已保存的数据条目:
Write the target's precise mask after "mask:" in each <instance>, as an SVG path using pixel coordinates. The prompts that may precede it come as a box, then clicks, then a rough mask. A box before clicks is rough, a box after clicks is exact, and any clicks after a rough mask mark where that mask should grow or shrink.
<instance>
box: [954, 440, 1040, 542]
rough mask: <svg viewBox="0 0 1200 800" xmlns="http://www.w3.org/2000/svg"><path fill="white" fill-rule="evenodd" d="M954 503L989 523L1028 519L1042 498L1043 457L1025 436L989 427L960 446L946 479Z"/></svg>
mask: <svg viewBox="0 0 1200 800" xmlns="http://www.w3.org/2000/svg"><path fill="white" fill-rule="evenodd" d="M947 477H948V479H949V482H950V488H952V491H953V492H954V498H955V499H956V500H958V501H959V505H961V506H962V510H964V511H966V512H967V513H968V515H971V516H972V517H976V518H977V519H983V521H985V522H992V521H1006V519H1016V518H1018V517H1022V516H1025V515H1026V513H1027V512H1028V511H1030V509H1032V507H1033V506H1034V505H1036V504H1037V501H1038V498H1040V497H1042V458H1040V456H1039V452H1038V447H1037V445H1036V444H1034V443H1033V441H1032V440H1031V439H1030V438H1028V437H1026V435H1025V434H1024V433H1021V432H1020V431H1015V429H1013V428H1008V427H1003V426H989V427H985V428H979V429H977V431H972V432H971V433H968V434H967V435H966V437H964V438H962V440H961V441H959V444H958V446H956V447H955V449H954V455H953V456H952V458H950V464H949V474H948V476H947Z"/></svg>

** 任务提示 **
请重新写出上述所有条目的各行，将其中的"clicks"替换为"points"，其余内容一律保持不变。

** 已解答问题 **
Write the target's precise mask after "mask:" in each <instance>, as an SVG path using pixel coordinates. The prompts that may precede it come as a box, then points, then a rough mask. A box before points is rough, a box after points is exact, and any points after a rough mask mark where that mask should grow or shrink.
<instance>
box: [954, 440, 1040, 542]
rough mask: <svg viewBox="0 0 1200 800" xmlns="http://www.w3.org/2000/svg"><path fill="white" fill-rule="evenodd" d="M954 503L989 523L1028 519L1042 498L1043 457L1025 436L989 427L960 446L946 479Z"/></svg>
mask: <svg viewBox="0 0 1200 800" xmlns="http://www.w3.org/2000/svg"><path fill="white" fill-rule="evenodd" d="M947 477H948V479H949V482H950V488H952V491H953V492H954V498H955V499H956V500H958V501H959V505H961V506H962V510H964V511H966V512H967V513H968V515H971V516H972V517H976V518H977V519H983V521H985V522H992V521H1006V519H1016V518H1018V517H1022V516H1025V515H1026V513H1027V512H1028V511H1030V509H1032V507H1033V506H1034V505H1036V504H1037V501H1038V498H1040V497H1042V458H1040V456H1039V452H1038V447H1037V445H1036V444H1034V443H1033V441H1032V440H1031V439H1030V438H1028V437H1026V435H1025V434H1024V433H1021V432H1020V431H1015V429H1013V428H1008V427H1003V426H989V427H985V428H979V429H977V431H972V432H971V433H968V434H967V435H966V437H964V438H962V440H961V441H959V444H958V446H956V447H955V449H954V455H953V456H952V458H950V464H949V474H948V476H947Z"/></svg>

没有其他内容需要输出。